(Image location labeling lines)

============================================================

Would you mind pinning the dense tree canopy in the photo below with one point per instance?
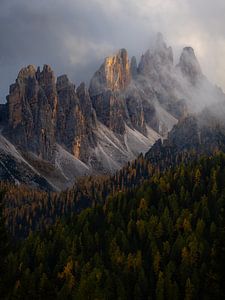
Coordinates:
(163, 239)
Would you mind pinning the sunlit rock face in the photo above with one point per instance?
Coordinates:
(114, 74)
(79, 131)
(75, 118)
(106, 88)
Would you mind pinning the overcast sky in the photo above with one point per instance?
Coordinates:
(74, 36)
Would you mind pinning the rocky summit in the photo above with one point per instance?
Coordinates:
(52, 131)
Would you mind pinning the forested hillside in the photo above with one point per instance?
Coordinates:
(162, 240)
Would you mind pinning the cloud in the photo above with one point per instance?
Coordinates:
(74, 36)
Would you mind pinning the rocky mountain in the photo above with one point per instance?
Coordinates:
(57, 131)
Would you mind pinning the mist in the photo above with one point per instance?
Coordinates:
(74, 36)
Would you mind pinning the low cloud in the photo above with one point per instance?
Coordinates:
(74, 36)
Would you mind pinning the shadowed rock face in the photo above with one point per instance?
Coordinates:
(32, 104)
(59, 131)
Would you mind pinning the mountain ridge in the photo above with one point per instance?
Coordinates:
(96, 130)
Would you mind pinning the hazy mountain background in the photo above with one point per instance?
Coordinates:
(73, 36)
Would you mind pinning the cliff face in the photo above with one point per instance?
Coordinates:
(75, 118)
(63, 132)
(32, 105)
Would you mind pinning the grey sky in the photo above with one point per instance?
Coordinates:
(74, 36)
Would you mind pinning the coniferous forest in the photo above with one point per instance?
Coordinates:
(141, 234)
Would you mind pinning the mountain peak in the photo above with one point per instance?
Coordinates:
(114, 74)
(189, 65)
(29, 71)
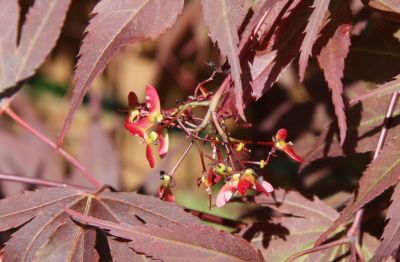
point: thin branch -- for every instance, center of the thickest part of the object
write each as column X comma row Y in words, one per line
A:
column 386, row 123
column 318, row 248
column 38, row 182
column 63, row 153
column 173, row 170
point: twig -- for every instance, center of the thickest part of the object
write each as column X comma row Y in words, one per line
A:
column 173, row 170
column 63, row 153
column 38, row 182
column 316, row 249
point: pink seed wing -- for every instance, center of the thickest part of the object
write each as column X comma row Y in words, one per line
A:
column 149, row 155
column 152, row 100
column 281, row 134
column 164, row 143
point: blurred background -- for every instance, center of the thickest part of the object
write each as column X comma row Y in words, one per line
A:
column 175, row 63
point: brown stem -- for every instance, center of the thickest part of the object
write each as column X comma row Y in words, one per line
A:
column 50, row 143
column 173, row 170
column 316, row 249
column 38, row 182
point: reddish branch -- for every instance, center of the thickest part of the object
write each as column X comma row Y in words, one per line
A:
column 47, row 141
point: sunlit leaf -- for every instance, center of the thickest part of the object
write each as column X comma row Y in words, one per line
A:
column 183, row 242
column 116, row 23
column 50, row 228
column 300, row 223
column 382, row 173
column 384, row 89
column 311, row 33
column 223, row 19
column 332, row 55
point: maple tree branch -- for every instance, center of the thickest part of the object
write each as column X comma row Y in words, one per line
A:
column 316, row 249
column 50, row 143
column 173, row 170
column 38, row 182
column 388, row 116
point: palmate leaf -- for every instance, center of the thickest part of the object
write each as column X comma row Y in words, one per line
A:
column 116, row 23
column 40, row 31
column 223, row 19
column 302, row 221
column 332, row 55
column 311, row 33
column 384, row 89
column 178, row 242
column 391, row 234
column 382, row 173
column 283, row 47
column 371, row 60
column 365, row 122
column 50, row 227
column 388, row 8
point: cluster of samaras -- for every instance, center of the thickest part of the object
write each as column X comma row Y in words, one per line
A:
column 149, row 122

============================================================

= Problem statement =
Rewrite all of the lines above, changing "Coordinates" to "Locations" wherever it occurs and keeping everything else the same. Omit the pictures from your answer.

= Exercise output =
Would you mind pinning the dense tree canopy in the photo below with one point per instance?
Locations:
(163, 239)
Would you mind pinning the sunlit rock face in the photo above with one point per instance?
Locations:
(114, 74)
(79, 131)
(75, 118)
(106, 88)
Would you mind pinning the overcast sky in the photo above with one point per instance?
Locations:
(74, 36)
Would you mind pinning the rocky summit in the photo above with one point per instance?
Locations:
(52, 131)
Would you mind pinning the forested hillside in the photo above with one point per instance?
Locations:
(162, 240)
Would you mind pinning the cloud in the photo above with one point per instance?
Locations:
(74, 36)
Would you mind pinning the rocky mountain in the photo above with one point per instance?
Locations:
(57, 131)
Would you mind pinning the mist in the photo above with one point per instance?
Locations:
(74, 36)
Would you mind pinning the low cloud in the photo above with one point per instance?
Locations:
(74, 36)
Would you mind pinning the shadowed rock face in the photo above with one point per instance?
Locations:
(32, 104)
(59, 131)
Would you mind pinning the mountain ridge in the photo above with one point per instance?
Locations:
(96, 130)
Would you mind pinning the hazy mountain background in the photo above with one point per instance?
Locations:
(73, 36)
Would you mind pinning the cliff face in the photo above with one point per instance?
Locations:
(75, 118)
(63, 132)
(32, 105)
Would you mind pinning the grey sky in the photo above with one point per instance?
Locations:
(74, 36)
Would you mind pinning the coniferous forest in the photo above with one point per instance?
Locations:
(141, 234)
Would you mind pinning the mountain peak in the photo above with one point per instance?
Locations:
(114, 74)
(189, 65)
(29, 71)
point: thin branch -- for every instance, center of the thickest part of the object
write each as column X comma row Y in words, one per line
A:
column 386, row 123
column 318, row 248
column 38, row 182
column 63, row 153
column 173, row 170
point: twig -- for every instance, center of the thickest part of the object
write each as column X comma row Y in words, one per line
A:
column 173, row 170
column 63, row 153
column 38, row 182
column 316, row 249
point: pink seed wing -- for every instance, center of the thickest part of the object
write each as column X comma row Y in words, one per line
A:
column 149, row 155
column 152, row 100
column 281, row 134
column 164, row 143
point: blurred background -- for every instance, center of the thickest part of the object
write each as column X comma row Y in words, one per line
A:
column 175, row 63
point: brown stem -- for every instance, center of the thickest part of the object
write each as column X comma row Y in words, one per line
A:
column 50, row 143
column 173, row 170
column 316, row 249
column 38, row 182
point: reddish branch -- for every instance, center of the thickest part of the object
write each as column X comma row Y in words, one per line
A:
column 47, row 141
point: sunlit leaf -- for every instance, center of the thickest part of the object
write each as column X comma row Y in words, one per line
A:
column 183, row 242
column 116, row 23
column 50, row 228
column 300, row 223
column 382, row 173
column 384, row 89
column 311, row 33
column 223, row 19
column 332, row 55
point: maple tree branch -- for every instance, center of the thickest part of the object
write each as column X comma row Y in words, one per line
A:
column 316, row 249
column 50, row 143
column 173, row 170
column 38, row 182
column 388, row 116
point: palmate leaf -- for every instance, center of the thickest part of the object
write each as column X comma row Y in words, one per line
A:
column 116, row 23
column 40, row 31
column 223, row 19
column 302, row 221
column 332, row 55
column 311, row 33
column 384, row 89
column 178, row 242
column 391, row 234
column 382, row 173
column 283, row 47
column 371, row 60
column 365, row 122
column 50, row 227
column 388, row 8
point: cluster of samaras -- for every instance, center of the thickest part of the object
write each as column X comma row Y in words, one per line
A:
column 149, row 122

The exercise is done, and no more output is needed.